┌─ LESETEXT
# Humminbird 798ci HD SI Combo Echolot



## goover (10. Juni 2011)

Hallo, kann mir jemand Erfahrung mitteilen, vielleicht Stärken und Schwächen. Evtl. auch einen Gebrauchtpreis, so in etwa....?


Danke


----------



## tmx (12. Juni 2011)

*AW: Humminbird 798ci HD SI Combo Echolot*

Gebraucht sind die HB SI Geräte kaum erhältlich, zumindest nach meinen Beobachtungen bei EBay. Zum Gerät selbst kann ich leider nichts beitragen, ausser dass das Display mir persönlich zu klein wäre.


----------



## volkerm (12. Juni 2011)

*AW: Humminbird 798ci HD SI Combo Echolot*

Dann schau Dir mal den Aufpreis für die nächst größere Kategorie an.


----------



## tmx (12. Juni 2011)

*AW: Humminbird 798ci HD SI Combo Echolot*

Tja, den kenne ich und musste daher leider auch in den sauren Apfel beißen..


----------



## volkerm (12. Juni 2011)
└─
┌─ ZU VERWENDENDE DATEN
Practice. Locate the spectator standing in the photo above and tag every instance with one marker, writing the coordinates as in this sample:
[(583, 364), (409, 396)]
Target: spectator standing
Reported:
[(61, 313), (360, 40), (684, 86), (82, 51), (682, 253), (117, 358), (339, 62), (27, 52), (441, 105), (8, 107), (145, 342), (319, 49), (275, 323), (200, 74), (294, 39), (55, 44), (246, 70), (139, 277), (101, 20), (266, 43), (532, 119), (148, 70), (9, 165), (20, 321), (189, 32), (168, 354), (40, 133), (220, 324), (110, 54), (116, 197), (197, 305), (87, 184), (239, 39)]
└─
**ARBEITSAUFTRÄGE**
(1) Gib die Zeilen sämtlicher Datensätze bitte als nummerierte Liste wieder und lass dabei die Leerzeilen weg.
(2) Führe die Forendiskussion über das Humminbird-Echolot an der Stelle weiter, an der sie aufhört.

**LÖSUNGEN**
(1)
1. Practice. Locate the spectator standing in the photo above and tag every instance with one marker, writing the coordinates as in this sample:
2. [(583, 364), (409, 396)]
3. Target: spectator standing
4. Reported:
5. [(61, 313), (360, 40), (684, 86), (82, 51), (682, 253), (117, 358), (339, 62), (27, 52), (441, 105), (8, 107), (145, 342), (319, 49), (275, 323), (200, 74), (294, 39), (55, 44), (246, 70), (139, 277), (101, 20), (266, 43), (532, 119), (148, 70), (9, 165), (20, 321), (189, 32), (168, 354), (40, 133), (220, 324), (110, 54), (116, 197), (197, 305), (87, 184), (239, 39)]

(2)
*AW: Humminbird 798ci HD SI Combo Echolot*

Man kommt auch mit dem 7er klar, muss man halt näher ran.


----------



## Bauer (12. Juni 2011)

*AW: Humminbird 798ci HD SI Combo Echolot*

Das Display vom 798 SI muss keinen Vergleich scheuen.
Ich nutze ein HDS 7 und ein 798 SI. Im Vergleich hat das HDS 7 das größere Display, aber auf dem 798 SI erkennt man trotzdem mehr, weil es viel klarer und schärfer darstellt. Das merkt man besonders, wenn man die Plotter-Funktion nutzt.


----------



## goover (12. Juni 2011)

*AW: Humminbird 798ci HD SI Combo Echolot*

Hi, dass ist doch schon was.... Ich habe gerade zugeschlagen. Sind die immer Portabel, oder kostet das Kit extra? Bei meinem ist auch eine Geberstange und co dabei....

Danke schon mal für die vielen Antworten und ONs...


----------



## volkerm (12. Juni 2011)

*AW: Humminbird 798ci HD SI Combo Echolot*

Ich weiss ja nicht, welch ein Boot Du hast.
Diese Portabel- Bastelkästen halte ich aber für Spielzeug.
Den Geber klaut keiner, da die Lumpen nicht wissen, was so etwas wert ist.
Das Gerät kann man ja ohnhin mit einem Griff ausbauen.
Also- Festeinbau- ausser bei Leihbooten.
Schreib mir mal eine PN wg. des Preises.

Grüße

Volker


----------



## pike33 (22. Juni 2011)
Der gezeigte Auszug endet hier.